* [Work item]
Starting with the line that holds "Target: road" and stopping after the line that holds "Target: parked car", repeat the lines below word for word, without the pictures.
*** Opening Entries provided ***
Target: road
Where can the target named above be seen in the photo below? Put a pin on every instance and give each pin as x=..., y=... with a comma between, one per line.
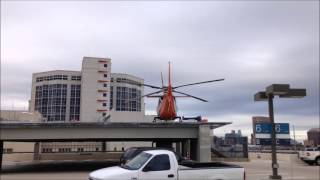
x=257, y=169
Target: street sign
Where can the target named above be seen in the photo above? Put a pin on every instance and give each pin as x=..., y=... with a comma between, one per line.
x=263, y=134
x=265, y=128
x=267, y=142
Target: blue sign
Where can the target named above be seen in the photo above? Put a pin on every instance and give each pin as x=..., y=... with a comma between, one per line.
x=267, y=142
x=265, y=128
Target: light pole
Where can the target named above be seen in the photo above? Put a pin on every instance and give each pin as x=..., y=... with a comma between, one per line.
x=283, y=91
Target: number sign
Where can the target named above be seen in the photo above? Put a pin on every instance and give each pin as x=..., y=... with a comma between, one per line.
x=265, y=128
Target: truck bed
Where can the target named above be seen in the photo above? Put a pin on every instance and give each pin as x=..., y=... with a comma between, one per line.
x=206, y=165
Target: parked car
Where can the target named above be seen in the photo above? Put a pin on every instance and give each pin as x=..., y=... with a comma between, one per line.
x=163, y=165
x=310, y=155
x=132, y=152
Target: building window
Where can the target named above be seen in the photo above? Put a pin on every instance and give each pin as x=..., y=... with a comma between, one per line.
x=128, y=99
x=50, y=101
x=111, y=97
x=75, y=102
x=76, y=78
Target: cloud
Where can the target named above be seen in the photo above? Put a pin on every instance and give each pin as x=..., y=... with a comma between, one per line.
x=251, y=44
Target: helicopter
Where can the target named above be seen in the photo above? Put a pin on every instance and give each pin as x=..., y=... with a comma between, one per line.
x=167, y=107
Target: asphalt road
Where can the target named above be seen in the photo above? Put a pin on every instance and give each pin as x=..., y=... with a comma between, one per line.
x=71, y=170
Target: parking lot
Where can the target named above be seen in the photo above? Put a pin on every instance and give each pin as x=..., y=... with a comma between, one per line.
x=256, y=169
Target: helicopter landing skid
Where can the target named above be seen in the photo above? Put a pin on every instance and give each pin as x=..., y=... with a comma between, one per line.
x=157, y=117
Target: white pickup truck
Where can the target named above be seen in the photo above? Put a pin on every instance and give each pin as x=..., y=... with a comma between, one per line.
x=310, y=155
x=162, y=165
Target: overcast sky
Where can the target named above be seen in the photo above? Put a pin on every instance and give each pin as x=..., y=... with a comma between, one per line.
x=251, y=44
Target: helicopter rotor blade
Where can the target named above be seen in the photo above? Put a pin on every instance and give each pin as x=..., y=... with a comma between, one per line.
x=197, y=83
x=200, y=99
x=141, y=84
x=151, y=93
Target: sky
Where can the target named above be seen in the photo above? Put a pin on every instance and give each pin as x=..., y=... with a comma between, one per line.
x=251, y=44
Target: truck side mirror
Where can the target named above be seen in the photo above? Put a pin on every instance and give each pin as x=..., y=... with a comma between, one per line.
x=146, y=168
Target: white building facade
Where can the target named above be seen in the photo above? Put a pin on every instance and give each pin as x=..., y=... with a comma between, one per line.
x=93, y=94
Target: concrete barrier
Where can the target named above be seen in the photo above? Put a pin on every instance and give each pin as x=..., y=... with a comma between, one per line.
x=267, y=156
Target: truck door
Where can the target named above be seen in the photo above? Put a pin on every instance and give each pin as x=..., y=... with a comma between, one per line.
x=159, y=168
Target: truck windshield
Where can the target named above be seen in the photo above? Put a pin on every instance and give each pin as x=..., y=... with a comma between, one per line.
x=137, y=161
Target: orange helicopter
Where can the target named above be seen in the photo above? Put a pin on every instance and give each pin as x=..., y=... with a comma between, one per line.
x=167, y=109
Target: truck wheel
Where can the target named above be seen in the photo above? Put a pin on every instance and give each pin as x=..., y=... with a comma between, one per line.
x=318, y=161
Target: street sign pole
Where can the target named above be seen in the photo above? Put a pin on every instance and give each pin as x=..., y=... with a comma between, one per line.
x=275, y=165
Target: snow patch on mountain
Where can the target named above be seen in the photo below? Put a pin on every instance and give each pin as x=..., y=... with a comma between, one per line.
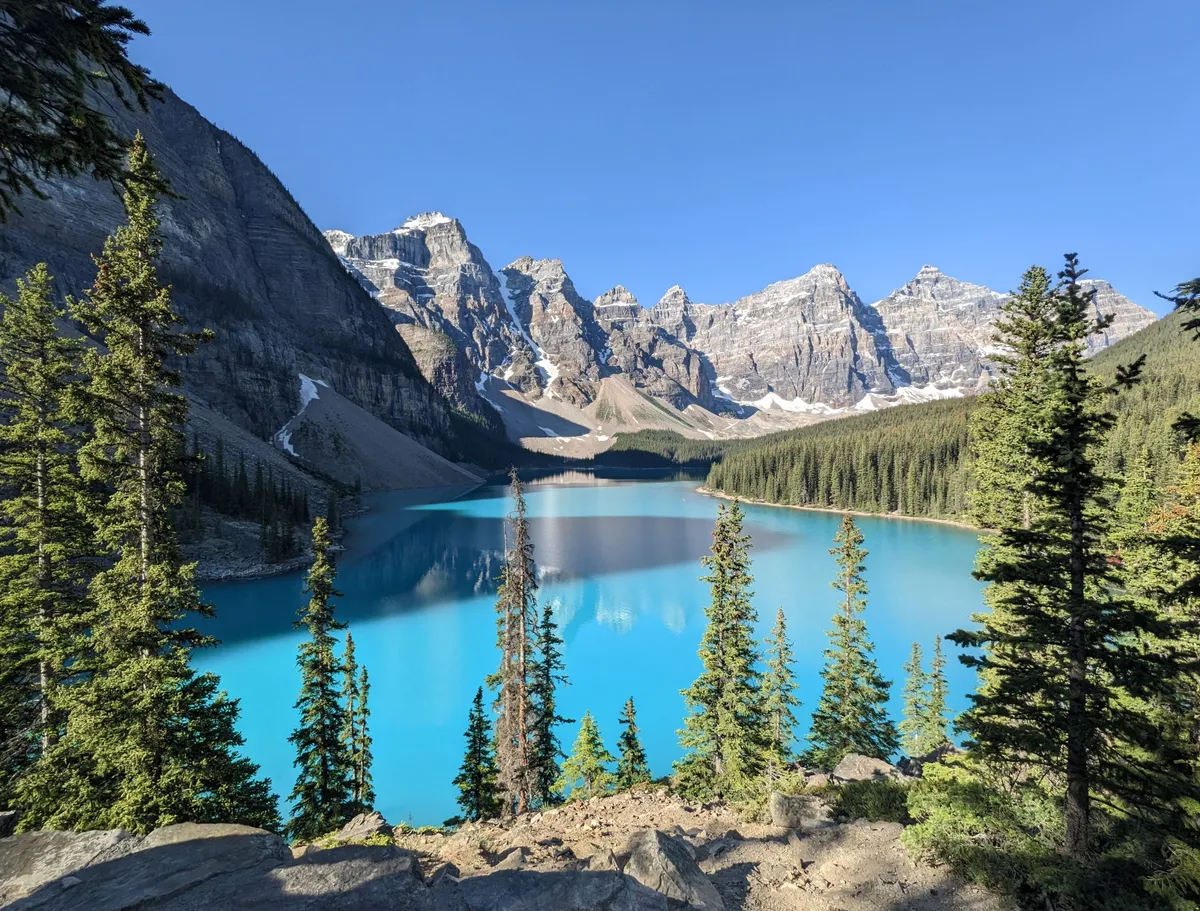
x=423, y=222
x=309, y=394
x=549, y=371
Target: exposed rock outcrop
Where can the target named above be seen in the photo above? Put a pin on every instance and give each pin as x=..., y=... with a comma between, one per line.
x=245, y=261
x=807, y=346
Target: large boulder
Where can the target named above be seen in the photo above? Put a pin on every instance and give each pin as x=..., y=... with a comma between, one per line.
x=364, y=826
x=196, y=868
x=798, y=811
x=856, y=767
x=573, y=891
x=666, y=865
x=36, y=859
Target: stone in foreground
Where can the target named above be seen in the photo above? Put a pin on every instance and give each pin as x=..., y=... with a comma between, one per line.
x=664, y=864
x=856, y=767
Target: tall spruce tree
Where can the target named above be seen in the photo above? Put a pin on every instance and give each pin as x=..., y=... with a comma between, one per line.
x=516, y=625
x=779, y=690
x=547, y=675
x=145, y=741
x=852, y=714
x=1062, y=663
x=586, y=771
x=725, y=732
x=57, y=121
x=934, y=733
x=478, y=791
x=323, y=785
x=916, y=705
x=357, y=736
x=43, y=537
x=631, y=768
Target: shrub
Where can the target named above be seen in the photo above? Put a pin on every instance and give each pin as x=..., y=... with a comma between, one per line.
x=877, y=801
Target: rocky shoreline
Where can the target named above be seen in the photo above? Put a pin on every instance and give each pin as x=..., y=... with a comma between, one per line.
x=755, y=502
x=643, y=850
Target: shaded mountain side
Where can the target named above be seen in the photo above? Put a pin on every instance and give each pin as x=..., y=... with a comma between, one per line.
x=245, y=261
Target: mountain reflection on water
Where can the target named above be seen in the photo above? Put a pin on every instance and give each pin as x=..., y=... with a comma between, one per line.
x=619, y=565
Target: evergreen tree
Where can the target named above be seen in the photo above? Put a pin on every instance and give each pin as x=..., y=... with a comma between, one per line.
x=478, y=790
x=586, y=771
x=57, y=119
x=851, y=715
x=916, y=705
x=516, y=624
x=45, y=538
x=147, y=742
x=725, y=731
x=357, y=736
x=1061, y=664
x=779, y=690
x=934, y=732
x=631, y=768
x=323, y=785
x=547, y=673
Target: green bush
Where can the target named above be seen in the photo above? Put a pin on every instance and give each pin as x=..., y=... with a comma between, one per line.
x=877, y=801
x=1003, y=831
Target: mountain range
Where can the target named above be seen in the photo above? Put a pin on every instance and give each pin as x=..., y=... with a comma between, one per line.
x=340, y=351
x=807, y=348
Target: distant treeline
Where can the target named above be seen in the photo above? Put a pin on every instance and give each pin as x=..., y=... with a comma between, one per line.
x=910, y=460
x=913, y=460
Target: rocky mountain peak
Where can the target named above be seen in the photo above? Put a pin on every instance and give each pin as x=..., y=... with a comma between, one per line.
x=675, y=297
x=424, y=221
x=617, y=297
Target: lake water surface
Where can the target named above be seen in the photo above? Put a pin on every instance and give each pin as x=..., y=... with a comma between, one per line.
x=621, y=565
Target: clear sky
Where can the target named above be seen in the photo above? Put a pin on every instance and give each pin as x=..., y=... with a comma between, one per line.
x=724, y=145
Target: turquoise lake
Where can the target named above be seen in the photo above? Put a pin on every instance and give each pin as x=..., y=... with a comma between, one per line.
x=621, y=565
*** Closing Entries provided ***
*** Opening Entries provided ***
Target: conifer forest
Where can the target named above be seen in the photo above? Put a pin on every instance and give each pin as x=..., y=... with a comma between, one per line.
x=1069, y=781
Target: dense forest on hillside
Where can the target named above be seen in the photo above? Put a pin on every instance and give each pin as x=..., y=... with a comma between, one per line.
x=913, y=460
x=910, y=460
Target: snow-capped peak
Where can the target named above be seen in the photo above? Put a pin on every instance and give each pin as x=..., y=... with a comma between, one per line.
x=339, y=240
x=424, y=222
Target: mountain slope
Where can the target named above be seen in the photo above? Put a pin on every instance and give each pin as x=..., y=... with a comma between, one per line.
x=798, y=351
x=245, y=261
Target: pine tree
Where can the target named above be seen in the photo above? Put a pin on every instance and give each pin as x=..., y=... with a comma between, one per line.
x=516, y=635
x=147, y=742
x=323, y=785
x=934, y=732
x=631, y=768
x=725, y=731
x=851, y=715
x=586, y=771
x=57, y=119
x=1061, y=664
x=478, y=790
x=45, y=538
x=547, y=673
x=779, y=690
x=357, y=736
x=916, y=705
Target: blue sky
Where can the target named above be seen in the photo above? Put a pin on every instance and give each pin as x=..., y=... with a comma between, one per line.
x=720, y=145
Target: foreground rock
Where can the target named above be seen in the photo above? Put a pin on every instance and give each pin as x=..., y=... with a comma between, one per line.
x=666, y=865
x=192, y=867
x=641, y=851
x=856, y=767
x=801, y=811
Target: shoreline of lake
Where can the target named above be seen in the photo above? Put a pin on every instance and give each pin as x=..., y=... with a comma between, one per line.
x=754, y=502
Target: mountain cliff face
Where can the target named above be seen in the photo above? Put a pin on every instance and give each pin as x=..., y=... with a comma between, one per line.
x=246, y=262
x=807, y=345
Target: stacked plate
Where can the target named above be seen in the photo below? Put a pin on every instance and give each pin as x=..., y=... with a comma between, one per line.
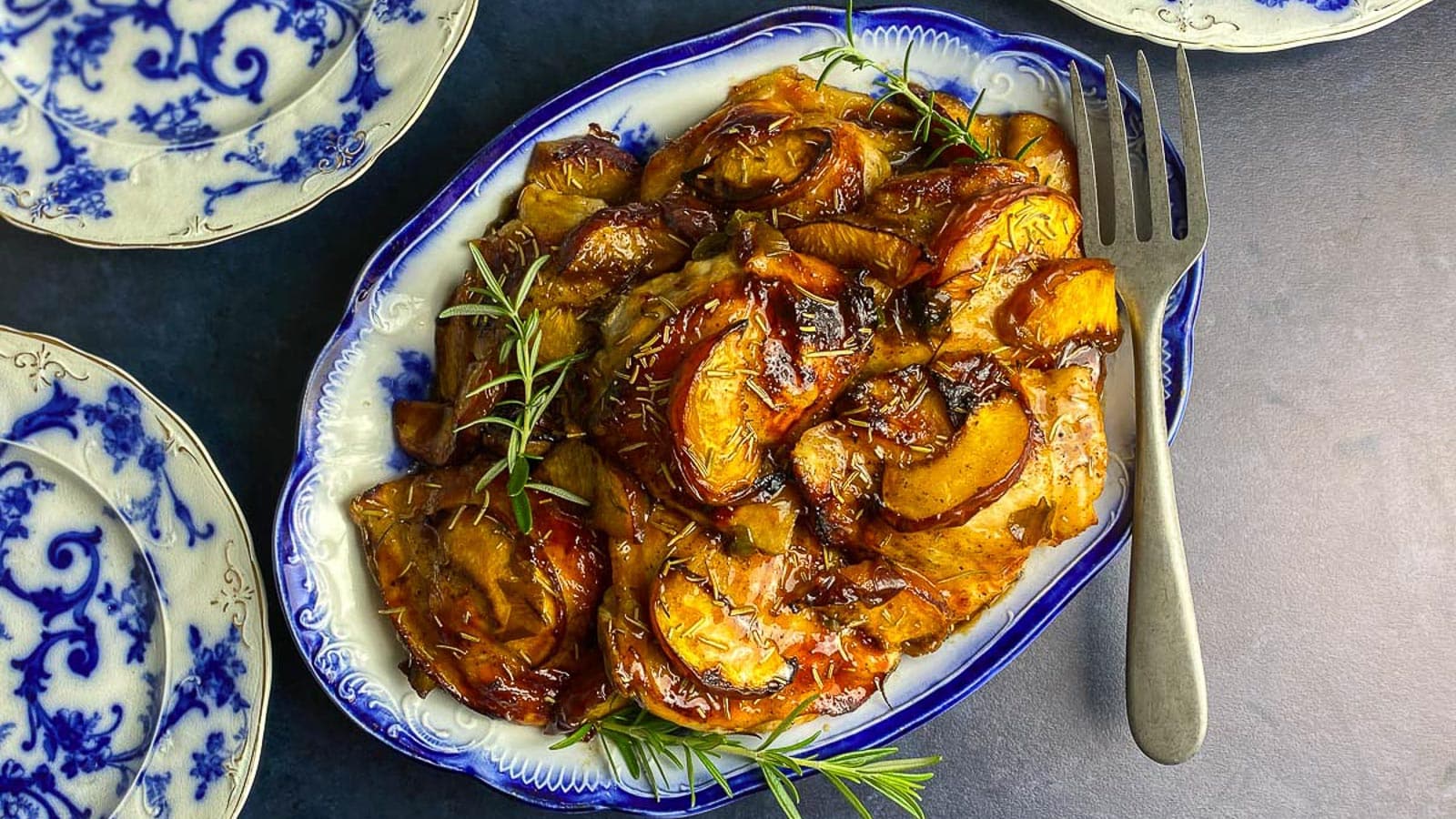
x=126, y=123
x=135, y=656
*** Closing Entries provided ***
* [Response to the exercise]
Target: road
Where can the target named above be seen in the photo below? Put a pin on every instance and give each pin as x=..., y=... with a comma between, one per line.
x=257, y=169
Target: street sign
Where can the target named above be seen in the photo above? Put a pin on every instance and give each pin as x=..., y=... with a comma between, one per line.
x=263, y=134
x=265, y=128
x=267, y=142
Target: blue sign
Where can the target named above be seen in the photo above? Put a pin on every instance and give each pin as x=..., y=... with a comma between, one per line.
x=267, y=142
x=265, y=128
Target: light pole
Where can the target named above be seen in the photo above? Put a pin on every instance and give each pin as x=..., y=... with a comma between, one per line.
x=283, y=91
Target: number sign
Where can the target named above be seen in the photo above? Put a pin on every instance and give each pin as x=..., y=... with a comma between, one per line.
x=265, y=128
Target: truck bed
Where can the target named above be seen in the photo above? Put a pin on every instance and give each pin as x=..., y=... with a comma between, one per line.
x=206, y=165
Target: parked car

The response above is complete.